Data shown Block Start

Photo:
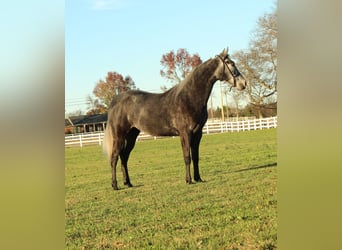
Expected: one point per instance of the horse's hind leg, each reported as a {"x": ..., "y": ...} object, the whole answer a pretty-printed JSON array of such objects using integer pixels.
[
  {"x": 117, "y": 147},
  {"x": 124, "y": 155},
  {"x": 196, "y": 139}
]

Data shown Block End

Work request = Retype each record exactly as it stands, but do not include the pictures.

Problem solution =
Photo:
Expected: one point per instance of the horse's hind leg, each reported as a {"x": ..., "y": ...} object, the whole answer a pretty-printed JSON array of such objects using integer pixels.
[
  {"x": 117, "y": 147},
  {"x": 124, "y": 155},
  {"x": 196, "y": 139}
]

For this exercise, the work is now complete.